SHORT TASK:
Collect every line in the items below that contains the string "green".
══ PROVIDED MATERIAL
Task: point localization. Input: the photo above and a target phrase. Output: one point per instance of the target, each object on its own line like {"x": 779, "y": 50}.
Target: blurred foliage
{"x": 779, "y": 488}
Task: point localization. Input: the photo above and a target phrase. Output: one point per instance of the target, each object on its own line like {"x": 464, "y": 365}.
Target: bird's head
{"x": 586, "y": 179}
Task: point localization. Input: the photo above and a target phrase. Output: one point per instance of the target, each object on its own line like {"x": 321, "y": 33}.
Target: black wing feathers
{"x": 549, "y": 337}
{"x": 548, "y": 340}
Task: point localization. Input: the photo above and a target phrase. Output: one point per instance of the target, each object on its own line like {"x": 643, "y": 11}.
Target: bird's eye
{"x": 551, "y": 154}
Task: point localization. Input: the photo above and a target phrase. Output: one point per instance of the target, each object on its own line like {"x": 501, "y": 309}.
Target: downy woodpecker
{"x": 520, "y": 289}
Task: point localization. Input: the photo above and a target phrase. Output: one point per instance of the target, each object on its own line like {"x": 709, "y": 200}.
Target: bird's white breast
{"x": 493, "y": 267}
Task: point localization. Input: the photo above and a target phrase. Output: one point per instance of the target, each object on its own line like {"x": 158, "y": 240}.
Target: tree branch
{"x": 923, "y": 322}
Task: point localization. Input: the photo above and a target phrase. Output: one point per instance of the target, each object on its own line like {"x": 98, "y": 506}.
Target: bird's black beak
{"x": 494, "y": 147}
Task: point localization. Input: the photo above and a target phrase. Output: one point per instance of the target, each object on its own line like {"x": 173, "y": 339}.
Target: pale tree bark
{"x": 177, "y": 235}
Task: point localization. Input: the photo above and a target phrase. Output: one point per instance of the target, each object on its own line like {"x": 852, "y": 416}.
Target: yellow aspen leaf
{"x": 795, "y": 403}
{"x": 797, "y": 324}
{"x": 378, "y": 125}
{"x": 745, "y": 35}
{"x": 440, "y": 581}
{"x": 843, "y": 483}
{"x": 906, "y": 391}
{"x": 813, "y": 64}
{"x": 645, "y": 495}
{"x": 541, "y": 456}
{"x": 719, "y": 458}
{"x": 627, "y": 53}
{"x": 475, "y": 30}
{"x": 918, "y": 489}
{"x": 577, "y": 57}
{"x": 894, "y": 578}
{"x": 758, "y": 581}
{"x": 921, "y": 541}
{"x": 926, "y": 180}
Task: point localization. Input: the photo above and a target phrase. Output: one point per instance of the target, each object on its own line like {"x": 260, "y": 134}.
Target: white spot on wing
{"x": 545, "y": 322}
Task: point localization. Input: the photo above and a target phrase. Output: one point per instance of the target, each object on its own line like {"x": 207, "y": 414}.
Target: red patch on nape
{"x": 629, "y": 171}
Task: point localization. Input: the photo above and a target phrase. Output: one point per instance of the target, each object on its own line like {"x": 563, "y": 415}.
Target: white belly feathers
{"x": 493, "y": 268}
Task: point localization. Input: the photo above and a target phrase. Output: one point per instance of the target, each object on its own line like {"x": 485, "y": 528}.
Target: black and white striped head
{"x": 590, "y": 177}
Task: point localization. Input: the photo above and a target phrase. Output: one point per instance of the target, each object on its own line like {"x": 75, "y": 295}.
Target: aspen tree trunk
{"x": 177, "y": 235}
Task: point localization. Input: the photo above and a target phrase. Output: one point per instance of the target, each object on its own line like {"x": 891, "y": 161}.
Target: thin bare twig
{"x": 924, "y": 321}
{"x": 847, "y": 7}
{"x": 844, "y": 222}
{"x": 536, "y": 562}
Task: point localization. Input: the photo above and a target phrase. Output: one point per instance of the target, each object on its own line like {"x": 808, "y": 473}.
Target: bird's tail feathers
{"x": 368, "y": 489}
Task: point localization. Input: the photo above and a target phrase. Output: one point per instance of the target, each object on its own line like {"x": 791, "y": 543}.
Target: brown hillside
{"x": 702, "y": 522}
════
══ PROVIDED MATERIAL
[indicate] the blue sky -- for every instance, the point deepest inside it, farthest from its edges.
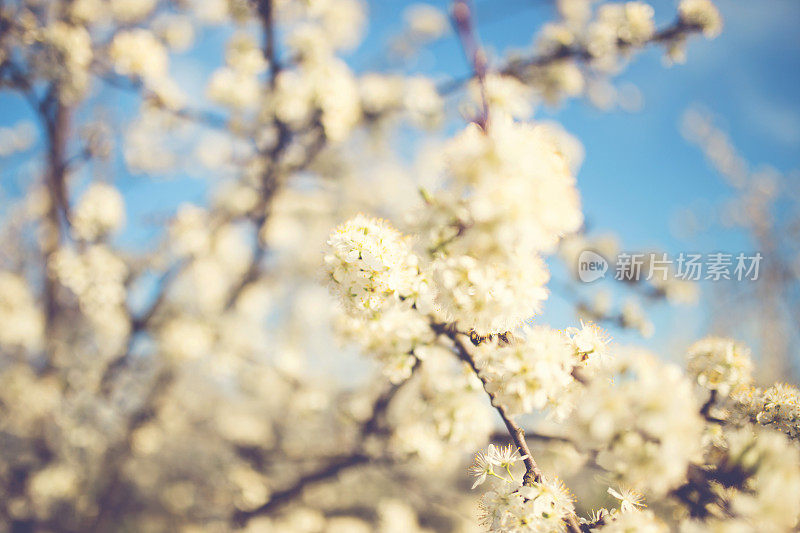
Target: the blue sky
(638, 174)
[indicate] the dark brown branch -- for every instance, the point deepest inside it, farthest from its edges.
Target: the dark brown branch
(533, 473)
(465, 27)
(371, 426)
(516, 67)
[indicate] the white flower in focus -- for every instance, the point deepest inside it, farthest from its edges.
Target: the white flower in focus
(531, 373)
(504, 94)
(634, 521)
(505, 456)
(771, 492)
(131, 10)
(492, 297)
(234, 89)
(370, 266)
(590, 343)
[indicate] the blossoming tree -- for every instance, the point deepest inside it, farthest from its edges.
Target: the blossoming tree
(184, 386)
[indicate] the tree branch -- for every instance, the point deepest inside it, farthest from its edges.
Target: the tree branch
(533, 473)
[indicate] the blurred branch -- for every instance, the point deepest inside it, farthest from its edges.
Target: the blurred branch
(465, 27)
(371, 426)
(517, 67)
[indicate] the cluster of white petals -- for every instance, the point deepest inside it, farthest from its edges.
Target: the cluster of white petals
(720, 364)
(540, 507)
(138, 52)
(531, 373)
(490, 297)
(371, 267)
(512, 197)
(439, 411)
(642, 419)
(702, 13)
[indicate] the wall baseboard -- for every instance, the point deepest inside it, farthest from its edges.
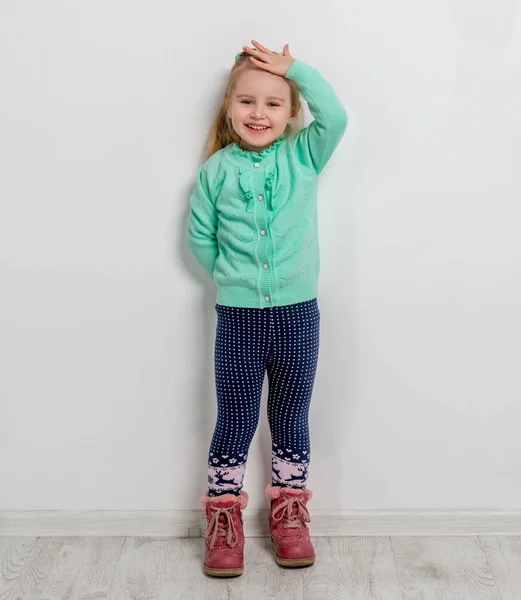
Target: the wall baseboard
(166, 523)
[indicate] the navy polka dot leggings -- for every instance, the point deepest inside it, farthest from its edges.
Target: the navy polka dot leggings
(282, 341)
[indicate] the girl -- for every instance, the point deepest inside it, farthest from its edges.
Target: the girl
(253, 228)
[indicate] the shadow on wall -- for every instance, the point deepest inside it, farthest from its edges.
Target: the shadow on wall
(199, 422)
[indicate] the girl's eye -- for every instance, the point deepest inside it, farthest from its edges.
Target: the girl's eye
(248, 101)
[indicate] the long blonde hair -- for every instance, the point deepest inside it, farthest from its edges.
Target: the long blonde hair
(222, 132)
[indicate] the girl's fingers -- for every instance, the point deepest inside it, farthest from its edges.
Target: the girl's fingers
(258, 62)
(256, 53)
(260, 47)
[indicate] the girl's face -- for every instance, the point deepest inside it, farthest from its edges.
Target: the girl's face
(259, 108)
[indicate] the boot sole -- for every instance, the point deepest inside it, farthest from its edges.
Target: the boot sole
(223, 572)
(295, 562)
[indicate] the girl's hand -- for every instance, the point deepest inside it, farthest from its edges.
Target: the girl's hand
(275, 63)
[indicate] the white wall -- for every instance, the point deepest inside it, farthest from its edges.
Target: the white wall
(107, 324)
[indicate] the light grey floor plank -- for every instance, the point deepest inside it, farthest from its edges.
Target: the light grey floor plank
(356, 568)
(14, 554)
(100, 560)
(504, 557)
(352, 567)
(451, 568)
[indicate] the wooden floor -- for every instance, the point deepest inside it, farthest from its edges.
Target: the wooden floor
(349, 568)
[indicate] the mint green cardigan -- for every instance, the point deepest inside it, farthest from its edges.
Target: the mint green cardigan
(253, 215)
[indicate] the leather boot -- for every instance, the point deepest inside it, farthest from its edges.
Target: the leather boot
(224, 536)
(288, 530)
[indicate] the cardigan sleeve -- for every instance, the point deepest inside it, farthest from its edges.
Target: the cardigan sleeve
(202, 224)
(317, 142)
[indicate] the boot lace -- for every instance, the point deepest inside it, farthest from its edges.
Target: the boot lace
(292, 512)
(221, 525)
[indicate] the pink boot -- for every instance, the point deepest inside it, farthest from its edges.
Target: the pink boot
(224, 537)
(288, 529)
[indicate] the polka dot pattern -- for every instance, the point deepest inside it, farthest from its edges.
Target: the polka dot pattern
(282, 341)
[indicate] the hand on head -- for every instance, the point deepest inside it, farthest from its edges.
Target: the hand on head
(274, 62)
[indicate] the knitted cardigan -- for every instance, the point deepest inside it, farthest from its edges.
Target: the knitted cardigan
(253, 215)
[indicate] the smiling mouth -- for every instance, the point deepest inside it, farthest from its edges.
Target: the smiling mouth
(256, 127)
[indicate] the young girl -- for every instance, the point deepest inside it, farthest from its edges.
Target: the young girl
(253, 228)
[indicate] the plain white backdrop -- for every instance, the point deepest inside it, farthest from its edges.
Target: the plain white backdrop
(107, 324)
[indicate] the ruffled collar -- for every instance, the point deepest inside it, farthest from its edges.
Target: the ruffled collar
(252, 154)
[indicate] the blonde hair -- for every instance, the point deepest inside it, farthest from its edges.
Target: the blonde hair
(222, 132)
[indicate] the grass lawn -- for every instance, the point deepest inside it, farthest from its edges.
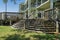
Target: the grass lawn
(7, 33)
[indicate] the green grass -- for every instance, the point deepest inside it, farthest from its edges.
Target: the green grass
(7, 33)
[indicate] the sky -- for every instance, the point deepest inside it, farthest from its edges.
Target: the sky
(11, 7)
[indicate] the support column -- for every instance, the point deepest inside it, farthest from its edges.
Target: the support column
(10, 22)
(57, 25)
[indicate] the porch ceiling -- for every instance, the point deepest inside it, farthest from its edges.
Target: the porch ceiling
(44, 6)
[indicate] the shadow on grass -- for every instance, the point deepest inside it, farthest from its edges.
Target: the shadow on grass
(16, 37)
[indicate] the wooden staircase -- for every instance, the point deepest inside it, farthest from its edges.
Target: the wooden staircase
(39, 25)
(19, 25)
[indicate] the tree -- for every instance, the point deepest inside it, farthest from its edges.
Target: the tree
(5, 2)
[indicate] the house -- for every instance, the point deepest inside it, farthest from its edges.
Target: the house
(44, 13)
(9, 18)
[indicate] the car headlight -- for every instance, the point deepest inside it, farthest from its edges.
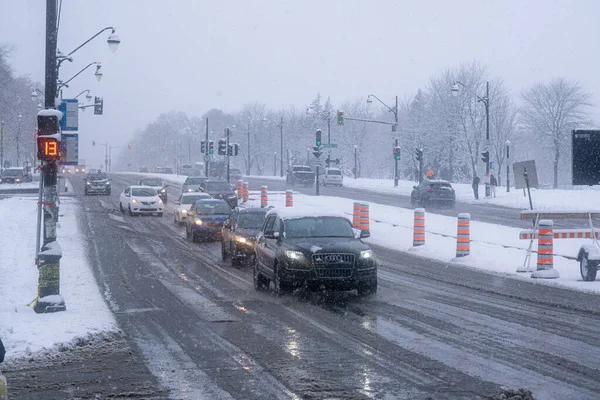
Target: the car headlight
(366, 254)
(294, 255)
════
ANSWER TO THE EXERCISE:
[indicate] the mint green cardigan -- for every instance, the point deepest inside it, farthest from its edges.
Target: the mint green cardigan
[indicate] the green grass -- for every instance, the point deepest inside it, farthest from its edges.
Target: the green grass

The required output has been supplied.